**EXERCISE REQUIREMENTS:**
A verbatim copy of the data below is the required output.

- Opening Delimiter -

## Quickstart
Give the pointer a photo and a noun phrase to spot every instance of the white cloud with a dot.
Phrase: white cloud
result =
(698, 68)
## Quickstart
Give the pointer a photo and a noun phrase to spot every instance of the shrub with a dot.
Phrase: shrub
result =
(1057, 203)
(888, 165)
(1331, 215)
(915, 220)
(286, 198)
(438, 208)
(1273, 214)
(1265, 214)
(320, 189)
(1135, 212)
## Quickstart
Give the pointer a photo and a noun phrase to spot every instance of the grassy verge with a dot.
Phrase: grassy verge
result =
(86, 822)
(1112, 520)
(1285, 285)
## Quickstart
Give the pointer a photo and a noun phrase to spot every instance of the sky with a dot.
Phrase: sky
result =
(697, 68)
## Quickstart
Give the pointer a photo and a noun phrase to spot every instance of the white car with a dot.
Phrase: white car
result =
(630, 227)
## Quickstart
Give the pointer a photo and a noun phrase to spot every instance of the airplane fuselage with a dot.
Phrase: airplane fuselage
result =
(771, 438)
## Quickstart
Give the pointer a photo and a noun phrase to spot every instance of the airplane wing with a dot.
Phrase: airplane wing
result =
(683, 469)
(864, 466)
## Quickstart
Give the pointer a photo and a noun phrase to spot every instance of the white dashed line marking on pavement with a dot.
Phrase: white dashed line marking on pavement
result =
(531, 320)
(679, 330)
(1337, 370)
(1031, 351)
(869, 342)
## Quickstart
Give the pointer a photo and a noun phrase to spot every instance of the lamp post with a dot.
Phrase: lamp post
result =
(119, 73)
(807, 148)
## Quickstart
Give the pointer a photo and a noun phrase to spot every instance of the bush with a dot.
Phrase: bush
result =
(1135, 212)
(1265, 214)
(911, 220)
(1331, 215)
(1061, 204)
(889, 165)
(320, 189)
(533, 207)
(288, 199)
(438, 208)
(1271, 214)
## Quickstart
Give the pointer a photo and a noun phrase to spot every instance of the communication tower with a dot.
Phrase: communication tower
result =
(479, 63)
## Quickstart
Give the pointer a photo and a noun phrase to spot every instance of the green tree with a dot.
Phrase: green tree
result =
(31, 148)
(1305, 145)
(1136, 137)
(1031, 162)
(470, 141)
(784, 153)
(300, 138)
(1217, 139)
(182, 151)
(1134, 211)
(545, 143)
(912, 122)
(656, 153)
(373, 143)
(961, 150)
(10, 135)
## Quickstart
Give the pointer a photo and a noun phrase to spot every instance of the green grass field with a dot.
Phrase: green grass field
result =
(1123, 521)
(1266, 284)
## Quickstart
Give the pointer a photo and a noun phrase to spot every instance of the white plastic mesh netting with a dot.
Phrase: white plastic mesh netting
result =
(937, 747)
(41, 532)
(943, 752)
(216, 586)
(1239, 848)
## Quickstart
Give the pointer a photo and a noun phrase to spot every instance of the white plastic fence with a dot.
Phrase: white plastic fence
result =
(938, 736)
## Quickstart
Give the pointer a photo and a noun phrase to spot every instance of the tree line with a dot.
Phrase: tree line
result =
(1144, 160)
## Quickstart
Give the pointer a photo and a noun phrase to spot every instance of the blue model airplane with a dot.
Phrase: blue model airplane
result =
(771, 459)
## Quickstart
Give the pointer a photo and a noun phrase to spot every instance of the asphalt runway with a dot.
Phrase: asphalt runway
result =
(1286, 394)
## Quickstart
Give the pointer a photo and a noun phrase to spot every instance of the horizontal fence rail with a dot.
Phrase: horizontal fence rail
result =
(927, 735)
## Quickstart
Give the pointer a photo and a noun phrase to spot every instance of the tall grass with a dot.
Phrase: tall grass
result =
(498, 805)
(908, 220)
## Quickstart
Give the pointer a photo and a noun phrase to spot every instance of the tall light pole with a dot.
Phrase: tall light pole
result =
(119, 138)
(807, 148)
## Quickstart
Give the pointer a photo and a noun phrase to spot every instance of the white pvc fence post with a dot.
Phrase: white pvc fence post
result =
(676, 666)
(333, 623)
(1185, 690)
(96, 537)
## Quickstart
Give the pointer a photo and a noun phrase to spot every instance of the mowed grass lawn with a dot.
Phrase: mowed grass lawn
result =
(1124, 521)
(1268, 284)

- Closing Delimiter -

**RESPONSE AREA:**
## Quickstart
Give the pointer a photo and a noun phrase to spot every instance of the white cloud with a dot.
Phrase: white cloud
result =
(698, 68)
## Quickstart
Give the pointer a photo and a noun phrase to spot every instance of the shrub with a dot.
Phrase: shrub
result =
(1057, 203)
(888, 165)
(1331, 215)
(915, 220)
(286, 198)
(438, 208)
(1273, 214)
(1265, 214)
(320, 189)
(1135, 212)
## Quickstart
Give the pointer a photo and a noun phrase to spot every instance of the grassy verge with a dot.
Phrase: grassy verge
result =
(86, 822)
(1112, 520)
(1285, 285)
## Quickstart
Give the pointer a photo and a noun phrase to spot every instance of the sky with a dot.
Phrase: sky
result =
(697, 68)
## Quickstart
Give the pointer a photo and a noun phrase to spot every instance of the white car with a dot.
Phrase: white car
result =
(630, 227)
## Quickstart
Give the pointer a photo and a noun phrase to spot every instance of the airplane fuselage with a dot.
Phrase: airplane fuselage
result =
(771, 438)
## Quickstart
Give the pointer a photo and a noun phrase to spot every instance of the airplane wing with a dot.
Phrase: airplane wing
result =
(683, 469)
(864, 466)
## Quickstart
Give the pointer a photo and a noun phrase to spot every instance of the white dashed line marking on pavement with a dot.
Phrase: white dashed line marking on pavement
result =
(531, 320)
(679, 330)
(1337, 370)
(1031, 351)
(869, 342)
## Quickstart
Give the pointer a photo and a noun phrase to spot every instance of the lamp post with a dot.
Phrase: lamp post
result =
(119, 73)
(807, 148)
## Quickstart
Give the pointer a photo and a noun phrase to spot every instance of the bush with a dot.
Phrase: bush
result =
(1135, 212)
(1265, 214)
(911, 220)
(1331, 215)
(1061, 204)
(889, 165)
(320, 189)
(533, 207)
(288, 199)
(438, 208)
(1271, 214)
## Quickstart
Give the pointer a photo and a noun phrase to spot every instance of the communication tower with a dot.
Phrase: communication tower
result =
(479, 63)
## Quickstart
Give the pointer a photo and a noun phrase to spot every instance of the green tree with a dot.
Phrase: green tree
result =
(31, 148)
(1305, 145)
(1136, 137)
(1031, 162)
(470, 141)
(784, 153)
(300, 138)
(1217, 139)
(182, 151)
(1134, 211)
(545, 143)
(912, 122)
(656, 153)
(373, 143)
(961, 150)
(10, 135)
## Quickstart
Give the pointer a photo and a noun phrase to spot every instance of the green grass field with a dot.
Phrase: green grass field
result =
(1123, 521)
(1266, 284)
## Quickstart
Give the pointer a photo and a noun phrase to spot every instance of the white plastic mesh netting with a dot.
Phrase: white plastic mesh netting
result =
(937, 747)
(41, 532)
(943, 752)
(216, 586)
(1239, 848)
## Quickstart
Give the pointer a photo and a noun phrase to spot every instance of the white plastic fence with a dot.
Phrase: white plastic fence
result =
(938, 736)
## Quickstart
Give the pointer a photo and a noun phrase to spot every instance of the tree line with a dot.
Phrase: tree line
result =
(1144, 160)
## Quickstart
Give the pointer a photo and a noun phrase to spot every instance of the blue model airplane with a dot.
Phrase: blue model airplane
result =
(771, 459)
## Quickstart
Give the pointer a photo and a noun phrase to spot every instance of the asphalt runway with a dot.
Phrase: asphalt runway
result =
(1286, 394)
## Quickstart
Give the pointer a photo and a noun phrase to spot every instance of the horizontal fence rail with a dot.
Phrase: horizontal fence rail
result =
(927, 735)
## Quickstart
Give the pointer a photo and a noun phrase to spot every instance of the tall grass with a dot.
Phrase: tall grass
result =
(498, 805)
(908, 220)
## Quickstart
Give the pointer a photo and a noun phrase to spot every instance of the tall light pole with a dot.
Phrase: tall light pole
result =
(119, 138)
(807, 148)
## Quickstart
Give the pointer a photo and a noun phrase to spot every instance of the white pvc fence post with a dot.
Phrase: white pvc fence post
result =
(676, 666)
(333, 623)
(1185, 690)
(96, 537)
## Quickstart
Give the pointer a photo and a noun phrase to spot every instance of the mowed grass lawn with a dot.
Phrase: mowed grass lawn
result =
(1124, 521)
(1268, 284)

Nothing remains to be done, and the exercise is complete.